▶ TASK DESCRIPTION:
Extract the complete data exactly as given.

▶ Dataset excerpts:
=== Section Start ===

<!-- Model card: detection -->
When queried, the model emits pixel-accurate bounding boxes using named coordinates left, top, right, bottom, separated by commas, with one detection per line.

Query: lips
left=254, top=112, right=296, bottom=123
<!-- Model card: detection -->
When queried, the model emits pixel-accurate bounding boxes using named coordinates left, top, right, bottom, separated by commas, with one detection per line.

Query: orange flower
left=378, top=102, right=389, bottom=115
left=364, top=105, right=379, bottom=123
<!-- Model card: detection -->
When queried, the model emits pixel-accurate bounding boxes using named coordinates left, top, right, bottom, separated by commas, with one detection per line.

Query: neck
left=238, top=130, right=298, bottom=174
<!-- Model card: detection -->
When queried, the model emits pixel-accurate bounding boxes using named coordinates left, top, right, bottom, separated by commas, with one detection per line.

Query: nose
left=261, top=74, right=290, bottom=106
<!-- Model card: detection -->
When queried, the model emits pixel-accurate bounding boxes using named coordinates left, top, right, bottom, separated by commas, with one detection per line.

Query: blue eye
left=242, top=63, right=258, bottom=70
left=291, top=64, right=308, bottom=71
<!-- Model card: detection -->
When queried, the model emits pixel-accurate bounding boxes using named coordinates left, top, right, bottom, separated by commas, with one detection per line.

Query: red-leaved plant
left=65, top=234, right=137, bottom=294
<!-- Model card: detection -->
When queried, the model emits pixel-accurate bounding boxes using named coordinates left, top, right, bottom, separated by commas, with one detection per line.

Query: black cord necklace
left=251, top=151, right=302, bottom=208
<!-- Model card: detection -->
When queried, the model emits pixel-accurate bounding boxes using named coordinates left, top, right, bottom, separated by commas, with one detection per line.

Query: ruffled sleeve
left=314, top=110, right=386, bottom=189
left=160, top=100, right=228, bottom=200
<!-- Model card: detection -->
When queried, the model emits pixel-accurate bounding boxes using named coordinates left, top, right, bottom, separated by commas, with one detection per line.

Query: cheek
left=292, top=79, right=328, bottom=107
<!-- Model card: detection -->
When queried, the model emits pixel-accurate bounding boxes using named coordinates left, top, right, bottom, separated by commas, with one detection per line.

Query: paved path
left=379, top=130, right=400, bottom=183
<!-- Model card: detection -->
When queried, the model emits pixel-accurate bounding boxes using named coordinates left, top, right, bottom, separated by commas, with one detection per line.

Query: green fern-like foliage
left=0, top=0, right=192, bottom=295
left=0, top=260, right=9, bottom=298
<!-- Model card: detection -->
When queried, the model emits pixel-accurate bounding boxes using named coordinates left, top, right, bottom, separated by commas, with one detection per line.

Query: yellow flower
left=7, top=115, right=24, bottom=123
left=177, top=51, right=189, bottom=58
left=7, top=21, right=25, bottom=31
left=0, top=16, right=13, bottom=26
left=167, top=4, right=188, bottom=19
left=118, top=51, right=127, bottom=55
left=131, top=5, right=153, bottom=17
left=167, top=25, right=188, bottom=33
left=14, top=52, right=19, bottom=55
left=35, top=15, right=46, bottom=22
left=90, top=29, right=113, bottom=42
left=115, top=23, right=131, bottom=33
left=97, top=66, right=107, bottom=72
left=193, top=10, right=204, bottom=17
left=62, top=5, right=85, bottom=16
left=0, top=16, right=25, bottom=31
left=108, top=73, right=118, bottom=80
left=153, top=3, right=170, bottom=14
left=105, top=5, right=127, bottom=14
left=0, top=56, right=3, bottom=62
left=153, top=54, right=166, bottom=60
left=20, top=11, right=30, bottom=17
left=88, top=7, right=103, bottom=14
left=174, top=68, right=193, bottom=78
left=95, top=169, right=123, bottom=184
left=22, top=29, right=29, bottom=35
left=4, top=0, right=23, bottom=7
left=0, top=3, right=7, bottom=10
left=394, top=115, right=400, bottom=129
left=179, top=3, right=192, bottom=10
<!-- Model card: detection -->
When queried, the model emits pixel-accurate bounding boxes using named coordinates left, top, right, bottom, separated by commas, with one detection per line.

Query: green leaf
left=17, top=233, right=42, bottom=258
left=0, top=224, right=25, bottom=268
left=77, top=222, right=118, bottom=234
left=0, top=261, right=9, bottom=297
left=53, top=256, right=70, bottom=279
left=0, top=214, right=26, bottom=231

=== Section End ===

▶ RESPONSE TO THE EXERCISE:
<!-- Model card: detection -->
When queried, the model emits pixel-accurate bounding boxes using named coordinates left, top, right, bottom, separated by commas, with one detection per line.

Query: lips
left=254, top=112, right=296, bottom=123
<!-- Model card: detection -->
When queried, the model emits pixel-accurate bounding boxes using named coordinates left, top, right, bottom, separated by commas, with one detection per line.

Query: orange flower
left=378, top=102, right=389, bottom=115
left=364, top=105, right=379, bottom=123
<!-- Model card: detection -->
When queried, the model emits pixel-accurate bounding boxes using named coordinates left, top, right, bottom, separated by commas, with one detection per line.

Query: neck
left=238, top=130, right=298, bottom=174
<!-- Model card: detection -->
When queried, the model emits pixel-accurate bounding boxes using named coordinates left, top, right, bottom, separated by commas, with one detection per line.

Query: nose
left=261, top=74, right=290, bottom=106
<!-- Model card: detection -->
When queried, the model emits pixel-accurate bounding boxes using named coordinates left, top, right, bottom, separated by commas, with one detection per line.

Query: blue eye
left=242, top=63, right=258, bottom=70
left=291, top=64, right=308, bottom=71
<!-- Model card: detection -->
When queried, the model emits pixel-accurate bounding boxes using named coordinates left, top, right, bottom, separated by commas, with one detection per line.

Query: red-leaved plant
left=65, top=234, right=137, bottom=294
<!-- Model card: detection -->
When queried, the model emits pixel-accurate bounding boxes using named coordinates left, top, right, bottom, separated by commas, with one detection per line.

Query: black cord necklace
left=251, top=151, right=302, bottom=208
<!-- Model card: detection -->
When queried, the model emits pixel-accurate bounding boxes using named coordinates left, top, right, bottom, separated by commas, with one detection per line.

Query: ruffled sleeve
left=314, top=110, right=386, bottom=189
left=160, top=100, right=228, bottom=200
<!-- Model card: detection -->
When queried, the model emits pixel-accurate bounding boxes using named coordinates left, top, right, bottom, separated by commas, with one detection per line.

Query: cheek
left=292, top=79, right=328, bottom=107
<!-- Model card: detection -->
When queried, the model emits pixel-accurate bounding boxes using named coordinates left, top, right, bottom, separated by commas, with one detection per line.

Query: paved path
left=379, top=130, right=400, bottom=183
<!-- Model card: detection -->
When queried, the model emits pixel-accurate bounding boxes using named coordinates left, top, right, bottom, separated by commas, with one detection per line.

Query: green fern-like foliage
left=0, top=0, right=192, bottom=295
left=0, top=260, right=9, bottom=298
<!-- Model card: detection -->
When queried, the model emits pixel-accurate bounding boxes using named coordinates left, top, right, bottom, separated by commas, with one detection per line.

Query: yellow flower
left=7, top=115, right=24, bottom=123
left=177, top=51, right=189, bottom=58
left=7, top=21, right=25, bottom=31
left=0, top=16, right=13, bottom=26
left=167, top=4, right=188, bottom=19
left=118, top=51, right=127, bottom=55
left=131, top=5, right=153, bottom=17
left=167, top=25, right=188, bottom=33
left=14, top=52, right=19, bottom=55
left=35, top=15, right=46, bottom=22
left=90, top=29, right=113, bottom=42
left=115, top=23, right=131, bottom=33
left=97, top=66, right=107, bottom=72
left=193, top=10, right=204, bottom=17
left=62, top=5, right=85, bottom=16
left=0, top=16, right=25, bottom=31
left=108, top=73, right=118, bottom=80
left=153, top=3, right=170, bottom=14
left=105, top=5, right=127, bottom=14
left=0, top=56, right=3, bottom=62
left=153, top=54, right=166, bottom=60
left=20, top=11, right=30, bottom=17
left=88, top=7, right=103, bottom=14
left=174, top=68, right=193, bottom=78
left=95, top=169, right=123, bottom=184
left=22, top=29, right=29, bottom=35
left=4, top=0, right=23, bottom=7
left=0, top=3, right=7, bottom=10
left=394, top=115, right=400, bottom=129
left=179, top=3, right=192, bottom=10
<!-- Model card: detection -->
When queried, the model emits pixel-accurate bounding boxes using named coordinates left, top, right, bottom, separated by commas, with one detection per line.

Query: green leaf
left=17, top=233, right=42, bottom=258
left=0, top=224, right=25, bottom=268
left=77, top=222, right=118, bottom=234
left=0, top=261, right=9, bottom=297
left=53, top=256, right=70, bottom=279
left=0, top=214, right=26, bottom=231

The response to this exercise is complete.